ЦЕЛЬ ЗАДАНИЯ:
Преобразуйте в JSON-список строковых значений участок ниже, который начинается строкой, содержащей «94L229 79L222 76L217», и заканчивается последней из приведённых строк, обе включительно. Каждая строка должна стать отдельным значением, а пустые строки нужно пропустить.

____ ИСХОДНЫЕ ДАННЫЕ

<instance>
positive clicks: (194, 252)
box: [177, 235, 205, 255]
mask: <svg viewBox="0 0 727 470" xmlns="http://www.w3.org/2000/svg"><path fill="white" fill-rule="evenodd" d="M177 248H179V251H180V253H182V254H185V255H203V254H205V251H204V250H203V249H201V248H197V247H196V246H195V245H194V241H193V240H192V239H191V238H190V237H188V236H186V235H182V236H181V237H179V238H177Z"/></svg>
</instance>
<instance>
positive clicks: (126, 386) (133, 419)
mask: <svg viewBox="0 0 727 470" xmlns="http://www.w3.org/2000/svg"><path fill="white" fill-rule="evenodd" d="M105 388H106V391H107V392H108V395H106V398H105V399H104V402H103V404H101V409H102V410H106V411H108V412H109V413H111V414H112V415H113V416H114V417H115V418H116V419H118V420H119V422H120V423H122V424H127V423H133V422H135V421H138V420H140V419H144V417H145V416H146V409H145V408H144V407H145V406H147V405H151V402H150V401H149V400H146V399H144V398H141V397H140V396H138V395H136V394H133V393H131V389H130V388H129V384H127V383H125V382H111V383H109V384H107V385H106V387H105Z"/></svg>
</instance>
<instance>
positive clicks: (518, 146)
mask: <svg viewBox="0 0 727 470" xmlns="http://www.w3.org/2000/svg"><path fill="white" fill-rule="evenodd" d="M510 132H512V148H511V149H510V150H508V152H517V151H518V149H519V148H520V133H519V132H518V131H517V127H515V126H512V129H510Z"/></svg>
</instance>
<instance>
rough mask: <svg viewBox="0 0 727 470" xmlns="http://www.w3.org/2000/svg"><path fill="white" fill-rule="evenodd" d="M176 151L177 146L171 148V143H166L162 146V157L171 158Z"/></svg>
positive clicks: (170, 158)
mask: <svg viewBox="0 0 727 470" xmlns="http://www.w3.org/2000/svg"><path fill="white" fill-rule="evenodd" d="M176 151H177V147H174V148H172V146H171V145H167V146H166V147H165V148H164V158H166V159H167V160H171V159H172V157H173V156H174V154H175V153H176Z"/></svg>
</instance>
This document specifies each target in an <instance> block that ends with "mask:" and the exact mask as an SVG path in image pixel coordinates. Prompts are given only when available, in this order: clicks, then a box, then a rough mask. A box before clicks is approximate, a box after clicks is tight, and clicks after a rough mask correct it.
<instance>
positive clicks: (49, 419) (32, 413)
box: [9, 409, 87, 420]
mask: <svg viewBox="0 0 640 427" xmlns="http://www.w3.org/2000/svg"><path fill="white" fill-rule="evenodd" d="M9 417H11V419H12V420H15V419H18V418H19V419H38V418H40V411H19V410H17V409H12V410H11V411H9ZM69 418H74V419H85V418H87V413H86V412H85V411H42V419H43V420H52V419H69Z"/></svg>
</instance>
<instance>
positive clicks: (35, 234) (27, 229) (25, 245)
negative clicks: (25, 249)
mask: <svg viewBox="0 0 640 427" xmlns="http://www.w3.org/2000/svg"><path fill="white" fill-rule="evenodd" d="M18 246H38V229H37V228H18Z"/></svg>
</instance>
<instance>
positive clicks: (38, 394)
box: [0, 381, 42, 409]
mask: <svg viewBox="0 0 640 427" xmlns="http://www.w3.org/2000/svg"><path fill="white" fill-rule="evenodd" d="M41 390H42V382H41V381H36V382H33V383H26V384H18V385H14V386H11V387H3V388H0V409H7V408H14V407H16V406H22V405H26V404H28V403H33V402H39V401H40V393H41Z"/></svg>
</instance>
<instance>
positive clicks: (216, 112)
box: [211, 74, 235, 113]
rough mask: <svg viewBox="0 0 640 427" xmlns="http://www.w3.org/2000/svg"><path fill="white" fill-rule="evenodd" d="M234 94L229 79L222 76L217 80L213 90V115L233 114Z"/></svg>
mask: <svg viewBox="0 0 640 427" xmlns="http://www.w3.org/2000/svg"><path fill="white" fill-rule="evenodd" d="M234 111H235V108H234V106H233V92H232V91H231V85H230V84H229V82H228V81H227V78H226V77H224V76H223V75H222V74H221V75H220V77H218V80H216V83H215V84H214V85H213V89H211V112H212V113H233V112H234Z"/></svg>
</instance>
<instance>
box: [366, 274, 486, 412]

________

РЕШЁННОЕ ЗАДАНИЕ:
[
  "rough mask: <svg viewBox=\"0 0 640 427\" xmlns=\"http://www.w3.org/2000/svg\"><path fill=\"white\" fill-rule=\"evenodd\" d=\"M234 94L229 79L222 76L217 80L213 90V115L233 114Z\"/></svg>",
  "mask: <svg viewBox=\"0 0 640 427\" xmlns=\"http://www.w3.org/2000/svg\"><path fill=\"white\" fill-rule=\"evenodd\" d=\"M234 111H235V108H234V106H233V92H232V91H231V85H230V84H229V82H228V81H227V78H226V77H224V76H223V75H222V74H221V75H220V77H218V80H216V83H215V84H214V85H213V89H211V112H212V113H233V112H234Z\"/></svg>",
  "</instance>",
  "<instance>",
  "box: [366, 274, 486, 412]"
]